> [PROBLEM]
Change "on this frame" to "in this image" in the material from the line containing "Run detection for black knit" through the end of the material, leaving everything else unchanged, and give back only those lines.

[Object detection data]
[START]
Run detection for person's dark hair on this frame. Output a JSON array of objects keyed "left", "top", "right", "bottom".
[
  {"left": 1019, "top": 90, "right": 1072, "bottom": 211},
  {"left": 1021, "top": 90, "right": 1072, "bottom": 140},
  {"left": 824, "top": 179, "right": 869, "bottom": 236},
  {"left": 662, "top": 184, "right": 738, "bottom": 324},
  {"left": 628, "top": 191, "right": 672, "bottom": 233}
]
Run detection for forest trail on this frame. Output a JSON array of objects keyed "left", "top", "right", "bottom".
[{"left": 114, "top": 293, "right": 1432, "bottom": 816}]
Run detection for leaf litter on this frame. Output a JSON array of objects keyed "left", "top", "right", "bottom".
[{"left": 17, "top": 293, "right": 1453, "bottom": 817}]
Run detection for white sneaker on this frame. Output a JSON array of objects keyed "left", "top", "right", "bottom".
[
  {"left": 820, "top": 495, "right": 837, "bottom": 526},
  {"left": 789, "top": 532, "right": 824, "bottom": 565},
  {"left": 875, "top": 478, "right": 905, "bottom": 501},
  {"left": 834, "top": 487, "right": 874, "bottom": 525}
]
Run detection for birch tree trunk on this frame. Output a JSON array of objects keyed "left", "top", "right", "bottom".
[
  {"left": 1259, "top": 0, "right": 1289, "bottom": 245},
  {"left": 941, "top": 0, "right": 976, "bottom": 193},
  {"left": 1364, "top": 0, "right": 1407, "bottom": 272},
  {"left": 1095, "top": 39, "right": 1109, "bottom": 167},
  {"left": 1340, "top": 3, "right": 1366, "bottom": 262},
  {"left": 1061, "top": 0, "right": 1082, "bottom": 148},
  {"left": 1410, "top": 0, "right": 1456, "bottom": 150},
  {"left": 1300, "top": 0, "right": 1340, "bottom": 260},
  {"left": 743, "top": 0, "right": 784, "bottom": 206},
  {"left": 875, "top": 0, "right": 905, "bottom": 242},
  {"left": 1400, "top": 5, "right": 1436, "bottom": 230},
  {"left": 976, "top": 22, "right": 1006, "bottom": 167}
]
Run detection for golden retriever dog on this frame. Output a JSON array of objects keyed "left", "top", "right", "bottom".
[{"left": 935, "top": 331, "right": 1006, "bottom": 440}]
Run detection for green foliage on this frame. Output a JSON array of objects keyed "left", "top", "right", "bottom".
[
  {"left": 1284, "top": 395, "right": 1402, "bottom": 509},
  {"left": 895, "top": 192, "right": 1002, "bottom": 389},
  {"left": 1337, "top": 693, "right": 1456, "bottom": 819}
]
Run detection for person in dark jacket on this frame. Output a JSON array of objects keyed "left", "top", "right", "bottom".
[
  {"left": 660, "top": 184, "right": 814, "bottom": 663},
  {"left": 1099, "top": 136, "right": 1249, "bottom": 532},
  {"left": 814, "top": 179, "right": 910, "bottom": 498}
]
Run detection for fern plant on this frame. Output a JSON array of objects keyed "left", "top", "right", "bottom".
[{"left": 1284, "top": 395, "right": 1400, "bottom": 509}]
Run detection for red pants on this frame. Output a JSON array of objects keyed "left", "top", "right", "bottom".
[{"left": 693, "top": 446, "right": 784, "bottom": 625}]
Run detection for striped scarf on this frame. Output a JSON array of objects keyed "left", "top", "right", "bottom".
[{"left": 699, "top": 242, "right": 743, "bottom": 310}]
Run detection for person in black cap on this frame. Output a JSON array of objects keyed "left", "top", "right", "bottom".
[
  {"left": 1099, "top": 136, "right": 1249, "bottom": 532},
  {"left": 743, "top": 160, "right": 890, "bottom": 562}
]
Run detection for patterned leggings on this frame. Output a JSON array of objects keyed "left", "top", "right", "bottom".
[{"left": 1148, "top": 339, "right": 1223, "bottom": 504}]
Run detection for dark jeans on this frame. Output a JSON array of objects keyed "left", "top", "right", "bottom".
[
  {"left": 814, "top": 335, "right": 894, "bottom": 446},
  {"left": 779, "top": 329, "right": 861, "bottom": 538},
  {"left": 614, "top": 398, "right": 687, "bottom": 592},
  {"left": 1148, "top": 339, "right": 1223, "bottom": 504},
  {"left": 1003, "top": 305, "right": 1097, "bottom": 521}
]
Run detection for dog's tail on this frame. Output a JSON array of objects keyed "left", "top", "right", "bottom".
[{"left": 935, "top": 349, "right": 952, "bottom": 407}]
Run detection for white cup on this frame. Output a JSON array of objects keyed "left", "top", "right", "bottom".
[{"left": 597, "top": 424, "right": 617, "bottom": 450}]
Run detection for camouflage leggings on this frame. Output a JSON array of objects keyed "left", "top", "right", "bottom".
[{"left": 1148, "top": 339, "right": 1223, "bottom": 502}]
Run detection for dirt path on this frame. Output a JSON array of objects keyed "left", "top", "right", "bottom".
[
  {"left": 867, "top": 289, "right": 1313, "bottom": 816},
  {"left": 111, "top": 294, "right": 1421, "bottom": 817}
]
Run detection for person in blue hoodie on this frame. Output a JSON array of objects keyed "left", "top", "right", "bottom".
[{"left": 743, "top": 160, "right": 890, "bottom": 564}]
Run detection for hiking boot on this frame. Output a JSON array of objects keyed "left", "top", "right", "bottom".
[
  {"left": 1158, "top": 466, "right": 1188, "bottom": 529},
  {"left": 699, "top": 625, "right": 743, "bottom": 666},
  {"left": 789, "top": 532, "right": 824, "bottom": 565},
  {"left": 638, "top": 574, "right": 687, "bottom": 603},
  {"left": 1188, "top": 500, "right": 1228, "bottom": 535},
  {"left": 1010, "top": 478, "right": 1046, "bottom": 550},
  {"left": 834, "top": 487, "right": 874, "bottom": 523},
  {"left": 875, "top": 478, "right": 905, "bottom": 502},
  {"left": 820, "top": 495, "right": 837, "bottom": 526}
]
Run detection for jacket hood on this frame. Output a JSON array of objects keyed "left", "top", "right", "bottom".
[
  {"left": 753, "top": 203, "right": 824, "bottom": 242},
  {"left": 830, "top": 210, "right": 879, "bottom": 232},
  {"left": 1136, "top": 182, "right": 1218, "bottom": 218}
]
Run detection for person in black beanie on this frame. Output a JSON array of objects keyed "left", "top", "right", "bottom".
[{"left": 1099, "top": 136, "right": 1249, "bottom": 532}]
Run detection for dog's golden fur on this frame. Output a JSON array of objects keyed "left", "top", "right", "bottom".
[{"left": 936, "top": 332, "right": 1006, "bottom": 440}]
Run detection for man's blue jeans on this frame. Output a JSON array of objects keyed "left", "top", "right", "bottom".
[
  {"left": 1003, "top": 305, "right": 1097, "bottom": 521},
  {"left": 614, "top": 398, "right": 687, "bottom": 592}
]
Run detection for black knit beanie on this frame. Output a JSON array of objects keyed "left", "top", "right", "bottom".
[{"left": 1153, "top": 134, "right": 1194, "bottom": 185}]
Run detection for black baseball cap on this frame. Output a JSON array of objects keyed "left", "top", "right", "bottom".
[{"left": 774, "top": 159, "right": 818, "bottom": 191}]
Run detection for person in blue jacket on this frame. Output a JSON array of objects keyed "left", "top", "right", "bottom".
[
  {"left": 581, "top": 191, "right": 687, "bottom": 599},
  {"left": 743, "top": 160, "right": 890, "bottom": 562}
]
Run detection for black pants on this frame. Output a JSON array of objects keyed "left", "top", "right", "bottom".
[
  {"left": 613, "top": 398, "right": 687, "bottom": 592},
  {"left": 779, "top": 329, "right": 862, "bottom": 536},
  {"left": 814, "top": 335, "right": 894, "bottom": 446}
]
[END]
> [OUTPUT OF THE EXERCISE]
Run detection for black knit beanie in this image. Output a JSON array of objects keyed "left", "top", "right", "bottom".
[{"left": 1153, "top": 134, "right": 1194, "bottom": 185}]
Run detection for black baseball cap in this image. Output a JSON array of objects keyed "left", "top", "right", "bottom".
[{"left": 774, "top": 159, "right": 818, "bottom": 191}]
Run detection for person in blue jacket in this image. Output a JSON array of objects keyed "left", "top", "right", "bottom".
[
  {"left": 581, "top": 191, "right": 687, "bottom": 599},
  {"left": 743, "top": 160, "right": 890, "bottom": 562}
]
Run detection for black pants in this image. Output a JSON array of objects keyed "left", "top", "right", "bottom".
[
  {"left": 613, "top": 398, "right": 687, "bottom": 592},
  {"left": 779, "top": 329, "right": 862, "bottom": 536},
  {"left": 814, "top": 335, "right": 894, "bottom": 446}
]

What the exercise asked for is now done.